• _PROBLEMS TO SOLVE_:
1. From the database passage, give again the text between "An Introduction to" and "this crisis point?", inclusive.
2. List every kind of person mentioned in the database passage.

• _READING PASSAGE_:
>> begin

Parasites at the root of records

An Introduction to Database Systems

九月 8, 1995

A Kuhnian crisis is a point eventually reached by all theories that attempt to describe the world. It is where the supporters of a theory are forced to extend their originally simple idea to encompass more and more situations, while providing less and less additional explanation. The question is, has relational database theory reached this crisis point?

The motivation behind the idea of the database in the late 1960s and early 1970s was that any large business would have many departments that kept the same (or similar) information on file. The probability of the information being inconsistent or out of date across departments was high, and managers would therefore be making decisions based on misinformation. Further, because of the cost and delicacy of mass storage at the time, it seemed sensible to have a central data "base" that was looked after by computer experts in air-conditioned rooms where all the information was stored centrally. The data could then be kept up to date and accessed by all departments.

>> end

• _STORED RECORDS_:
>> begin

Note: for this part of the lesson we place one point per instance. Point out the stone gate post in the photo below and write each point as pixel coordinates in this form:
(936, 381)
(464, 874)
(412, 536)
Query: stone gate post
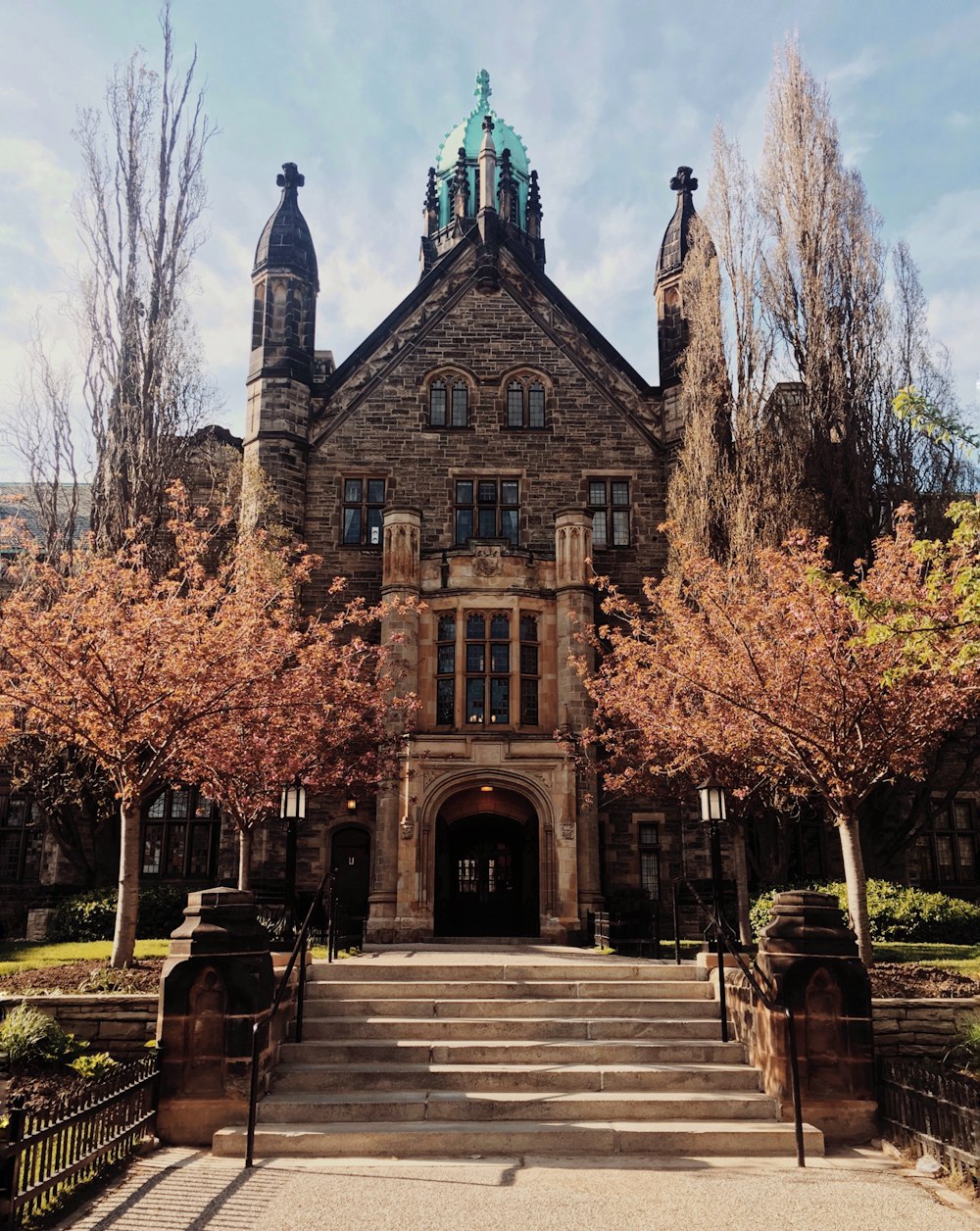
(809, 956)
(215, 984)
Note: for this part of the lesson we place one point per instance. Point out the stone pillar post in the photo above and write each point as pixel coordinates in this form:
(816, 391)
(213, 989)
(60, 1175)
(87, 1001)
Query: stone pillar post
(215, 984)
(810, 957)
(575, 616)
(400, 586)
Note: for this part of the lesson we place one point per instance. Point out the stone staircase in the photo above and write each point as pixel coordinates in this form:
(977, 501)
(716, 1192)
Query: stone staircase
(554, 1056)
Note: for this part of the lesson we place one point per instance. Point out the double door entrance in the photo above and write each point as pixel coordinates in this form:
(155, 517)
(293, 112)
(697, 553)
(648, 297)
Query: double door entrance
(486, 876)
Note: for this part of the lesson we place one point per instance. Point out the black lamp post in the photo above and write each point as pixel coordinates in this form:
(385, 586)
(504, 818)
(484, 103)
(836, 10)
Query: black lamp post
(292, 811)
(713, 812)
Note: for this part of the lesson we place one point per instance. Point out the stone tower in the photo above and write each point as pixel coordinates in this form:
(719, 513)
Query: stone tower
(670, 317)
(281, 369)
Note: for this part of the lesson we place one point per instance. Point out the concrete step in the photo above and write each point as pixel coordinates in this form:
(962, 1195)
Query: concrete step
(514, 1052)
(547, 990)
(438, 1106)
(596, 969)
(537, 1009)
(414, 1139)
(666, 1077)
(538, 1029)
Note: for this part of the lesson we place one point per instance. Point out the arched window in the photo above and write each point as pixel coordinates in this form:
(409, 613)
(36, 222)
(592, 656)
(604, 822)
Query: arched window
(488, 668)
(437, 404)
(514, 404)
(526, 403)
(180, 836)
(461, 404)
(446, 671)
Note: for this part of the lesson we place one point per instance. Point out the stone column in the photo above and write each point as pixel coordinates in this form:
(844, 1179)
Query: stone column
(402, 587)
(575, 616)
(216, 982)
(810, 957)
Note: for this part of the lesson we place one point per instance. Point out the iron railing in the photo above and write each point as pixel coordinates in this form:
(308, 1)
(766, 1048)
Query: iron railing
(932, 1108)
(52, 1154)
(324, 898)
(725, 941)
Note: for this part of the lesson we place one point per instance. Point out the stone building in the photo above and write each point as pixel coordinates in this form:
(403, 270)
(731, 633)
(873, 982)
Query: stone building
(481, 452)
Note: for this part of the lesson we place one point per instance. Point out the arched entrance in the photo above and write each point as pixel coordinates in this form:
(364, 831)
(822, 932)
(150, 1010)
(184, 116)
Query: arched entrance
(486, 865)
(350, 862)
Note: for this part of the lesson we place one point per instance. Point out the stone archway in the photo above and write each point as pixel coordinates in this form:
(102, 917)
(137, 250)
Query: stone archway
(486, 865)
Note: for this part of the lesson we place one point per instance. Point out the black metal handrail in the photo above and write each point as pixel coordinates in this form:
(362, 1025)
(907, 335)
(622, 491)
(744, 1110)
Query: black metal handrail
(728, 939)
(265, 1019)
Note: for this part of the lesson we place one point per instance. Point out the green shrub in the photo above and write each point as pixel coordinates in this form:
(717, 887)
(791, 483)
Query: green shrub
(92, 916)
(94, 1066)
(898, 912)
(31, 1038)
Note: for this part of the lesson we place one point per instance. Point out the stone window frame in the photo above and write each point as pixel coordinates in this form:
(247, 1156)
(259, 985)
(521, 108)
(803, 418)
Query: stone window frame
(21, 838)
(648, 855)
(451, 668)
(475, 506)
(951, 843)
(163, 816)
(366, 508)
(524, 378)
(609, 508)
(450, 375)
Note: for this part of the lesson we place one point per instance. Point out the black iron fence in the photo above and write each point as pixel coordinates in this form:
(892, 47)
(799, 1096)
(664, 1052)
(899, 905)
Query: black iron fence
(49, 1155)
(931, 1109)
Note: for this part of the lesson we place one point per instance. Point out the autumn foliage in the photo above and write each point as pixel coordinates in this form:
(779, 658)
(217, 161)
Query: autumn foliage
(774, 667)
(205, 674)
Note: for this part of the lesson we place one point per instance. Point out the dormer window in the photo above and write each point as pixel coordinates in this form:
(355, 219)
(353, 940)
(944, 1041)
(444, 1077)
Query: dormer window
(526, 400)
(448, 403)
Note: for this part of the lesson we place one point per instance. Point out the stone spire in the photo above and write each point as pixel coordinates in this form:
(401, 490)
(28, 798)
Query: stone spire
(431, 210)
(461, 185)
(533, 207)
(488, 167)
(676, 240)
(506, 190)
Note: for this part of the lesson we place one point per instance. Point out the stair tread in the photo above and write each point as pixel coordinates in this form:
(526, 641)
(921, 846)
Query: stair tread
(440, 1096)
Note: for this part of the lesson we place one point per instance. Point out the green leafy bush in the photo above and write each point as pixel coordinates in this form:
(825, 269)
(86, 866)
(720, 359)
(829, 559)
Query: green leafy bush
(898, 912)
(91, 916)
(32, 1039)
(94, 1066)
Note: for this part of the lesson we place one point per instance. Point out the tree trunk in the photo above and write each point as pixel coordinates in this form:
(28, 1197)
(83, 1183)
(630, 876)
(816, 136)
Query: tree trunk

>> end

• _ANSWERS TO THE EXERCISE_:
1.
An Introduction to Database Systems

九月 8, 1995

A Kuhnian crisis is a point eventually reached by all theories that attempt to describe the world. It is where the supporters of a theory are forced to extend their originally simple idea to encompass more and more situations, while providing less and less additional explanation. The question is, has relational database theory reached this crisis point?

2.
- supporters of a theory
- managers
- computer experts